• _THE REQUEST_
Everything from the line containing "Place a pin on every instance of the white vanity" through the final line of the records must be transcribed verbatim; nothing else belongs in the result.

-- start SOURCE RECORDS --

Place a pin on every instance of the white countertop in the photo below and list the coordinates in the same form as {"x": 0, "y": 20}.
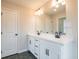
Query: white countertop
{"x": 51, "y": 37}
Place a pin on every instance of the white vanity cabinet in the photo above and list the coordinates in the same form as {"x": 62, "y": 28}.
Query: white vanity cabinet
{"x": 49, "y": 50}
{"x": 31, "y": 44}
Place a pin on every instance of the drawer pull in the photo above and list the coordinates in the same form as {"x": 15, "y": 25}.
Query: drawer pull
{"x": 36, "y": 40}
{"x": 47, "y": 52}
{"x": 30, "y": 42}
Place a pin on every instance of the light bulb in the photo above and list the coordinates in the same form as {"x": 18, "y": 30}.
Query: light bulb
{"x": 63, "y": 3}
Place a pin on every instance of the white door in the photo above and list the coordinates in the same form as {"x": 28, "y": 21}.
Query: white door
{"x": 9, "y": 30}
{"x": 31, "y": 44}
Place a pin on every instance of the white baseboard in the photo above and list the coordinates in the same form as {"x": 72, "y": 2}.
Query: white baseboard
{"x": 20, "y": 51}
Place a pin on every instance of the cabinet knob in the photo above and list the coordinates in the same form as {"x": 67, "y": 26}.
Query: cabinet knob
{"x": 30, "y": 42}
{"x": 36, "y": 54}
{"x": 16, "y": 34}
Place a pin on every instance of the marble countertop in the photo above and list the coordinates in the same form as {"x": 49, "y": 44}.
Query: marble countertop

-- end SOURCE RECORDS --

• _SOLUTION FOR THIS EXERCISE_
Place a pin on every instance of the white vanity cabinet in the photo above and list the coordinates in the same form as {"x": 62, "y": 28}.
Query: white vanity cabinet
{"x": 49, "y": 50}
{"x": 31, "y": 44}
Place a pin on every instance of the drawer pull in the photo above and list the coordinates in the same form as {"x": 15, "y": 25}.
Query: drawer pull
{"x": 36, "y": 40}
{"x": 47, "y": 52}
{"x": 30, "y": 42}
Place a pin on every instance of the light bulb in the photo above and list the coordinates in the same form as {"x": 18, "y": 30}.
Query: light bulb
{"x": 63, "y": 3}
Place a pin on every instance of the white door in the photo above and list the coordinates in the same form as {"x": 28, "y": 21}.
Query: white door
{"x": 9, "y": 30}
{"x": 31, "y": 44}
Place a pin on every instance of the white baseboard in the photo above and list the coordinates in the same form as {"x": 72, "y": 2}.
Query: white baseboard
{"x": 20, "y": 51}
Place a pin on every instance of the cabinet knob in the photo above and list the coordinates in the same form as {"x": 67, "y": 26}.
Query: cabinet knob
{"x": 30, "y": 42}
{"x": 36, "y": 54}
{"x": 16, "y": 34}
Place a pin on every instance of the marble countertop in the photo above and list the coordinates in the same form as {"x": 49, "y": 44}.
Query: marble countertop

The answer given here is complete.